— start —
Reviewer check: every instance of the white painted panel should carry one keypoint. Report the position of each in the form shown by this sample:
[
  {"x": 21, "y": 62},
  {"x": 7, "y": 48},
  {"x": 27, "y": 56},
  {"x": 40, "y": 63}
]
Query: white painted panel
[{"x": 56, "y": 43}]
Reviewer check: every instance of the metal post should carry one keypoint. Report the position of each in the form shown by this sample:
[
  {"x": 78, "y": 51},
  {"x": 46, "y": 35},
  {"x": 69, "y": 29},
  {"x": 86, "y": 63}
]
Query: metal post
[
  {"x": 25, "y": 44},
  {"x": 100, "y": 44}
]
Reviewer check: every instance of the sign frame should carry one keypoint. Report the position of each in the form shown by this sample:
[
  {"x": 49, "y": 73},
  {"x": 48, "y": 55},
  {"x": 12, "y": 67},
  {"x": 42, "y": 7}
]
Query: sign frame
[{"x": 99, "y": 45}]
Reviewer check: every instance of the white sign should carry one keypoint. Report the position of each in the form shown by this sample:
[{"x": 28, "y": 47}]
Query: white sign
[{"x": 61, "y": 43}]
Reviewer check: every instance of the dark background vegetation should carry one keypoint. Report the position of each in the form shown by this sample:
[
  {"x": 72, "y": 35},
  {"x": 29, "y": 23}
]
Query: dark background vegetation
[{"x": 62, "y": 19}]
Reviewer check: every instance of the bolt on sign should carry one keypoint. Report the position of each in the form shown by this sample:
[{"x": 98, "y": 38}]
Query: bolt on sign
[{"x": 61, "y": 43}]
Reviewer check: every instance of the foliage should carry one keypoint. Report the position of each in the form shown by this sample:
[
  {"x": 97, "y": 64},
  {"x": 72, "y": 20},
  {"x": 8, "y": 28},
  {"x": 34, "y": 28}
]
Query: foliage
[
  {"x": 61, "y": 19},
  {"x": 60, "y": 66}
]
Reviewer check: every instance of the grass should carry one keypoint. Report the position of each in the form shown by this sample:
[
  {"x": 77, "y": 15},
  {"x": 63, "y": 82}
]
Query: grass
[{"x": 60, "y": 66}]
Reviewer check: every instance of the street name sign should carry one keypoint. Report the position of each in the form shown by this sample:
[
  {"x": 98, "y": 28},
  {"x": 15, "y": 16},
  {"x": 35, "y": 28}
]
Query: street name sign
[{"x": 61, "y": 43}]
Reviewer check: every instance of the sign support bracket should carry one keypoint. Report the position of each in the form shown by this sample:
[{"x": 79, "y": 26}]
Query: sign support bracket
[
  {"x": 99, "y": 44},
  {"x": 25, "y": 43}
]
— end —
*Exercise objective*: Render every line of all the rows above as a numbered list, one line per item, and drop any blank lines.

*Complete output*:
1. Reviewer check: every instance of the white painted panel should carry one keypoint. Report the position of each in the form shown by this sample:
2. [
3.   {"x": 21, "y": 62},
4.   {"x": 7, "y": 48},
5.   {"x": 27, "y": 56},
6.   {"x": 40, "y": 63}
7. ]
8. Query: white painted panel
9. [{"x": 56, "y": 43}]
10. Reviewer check: every instance of the metal post should carry one keypoint. Report the position of each in the form shown by this sample:
11. [
12.   {"x": 78, "y": 51},
13.   {"x": 46, "y": 35},
14.   {"x": 69, "y": 29},
15.   {"x": 86, "y": 63}
16. ]
17. Query: metal post
18. [
19.   {"x": 25, "y": 44},
20.   {"x": 100, "y": 44}
21. ]
22. Reviewer check: every instance of the sign frame should carry one keypoint. Report the position of each in the form shown by this sample:
23. [
24.   {"x": 49, "y": 73},
25.   {"x": 48, "y": 55},
26.   {"x": 12, "y": 67},
27.   {"x": 42, "y": 7}
28. ]
29. Query: sign frame
30. [{"x": 99, "y": 45}]
31. Reviewer check: every instance of the white sign should carry one keypoint. Report the position of each in the form shown by this sample:
32. [{"x": 28, "y": 47}]
33. Query: white sign
34. [{"x": 61, "y": 43}]
35. Reviewer check: every instance of the dark background vegetation should carry one keypoint. Report the position of each in the form shown by this sample:
36. [
37.   {"x": 72, "y": 35},
38.   {"x": 29, "y": 23}
39. ]
40. Query: dark background vegetation
41. [{"x": 62, "y": 19}]
42. Reviewer check: every instance of the bolt on sign should carry one keypoint. Report the position of each in the form shown by this sample:
43. [{"x": 98, "y": 38}]
44. Query: bolt on sign
45. [{"x": 61, "y": 43}]
46. Reviewer check: every instance of the foliage should carry one keypoint. Report the position of each in the form shown by this sample:
47. [
48.   {"x": 97, "y": 64},
49.   {"x": 72, "y": 20},
50.   {"x": 8, "y": 28},
51.   {"x": 34, "y": 28}
52. ]
53. Query: foliage
54. [
55.   {"x": 61, "y": 19},
56.   {"x": 60, "y": 66}
57. ]
58. Reviewer check: every instance of the grass should carry one keypoint. Report the position of each in the form shown by this sample:
59. [
60.   {"x": 77, "y": 15},
61.   {"x": 63, "y": 82}
62. ]
63. Query: grass
64. [{"x": 60, "y": 66}]
65. Reviewer check: every instance of the street name sign should carry one keypoint. Report the position of each in the form shown by this sample:
66. [
67.   {"x": 98, "y": 28},
68.   {"x": 15, "y": 16},
69.   {"x": 35, "y": 28}
70. ]
71. Query: street name sign
72. [{"x": 61, "y": 43}]
73. Reviewer check: every instance of the sign support bracket should carry one keypoint. Report the position of each in the form shown by this sample:
74. [{"x": 79, "y": 26}]
75. Query: sign support bracket
76. [
77.   {"x": 99, "y": 44},
78.   {"x": 25, "y": 43}
79. ]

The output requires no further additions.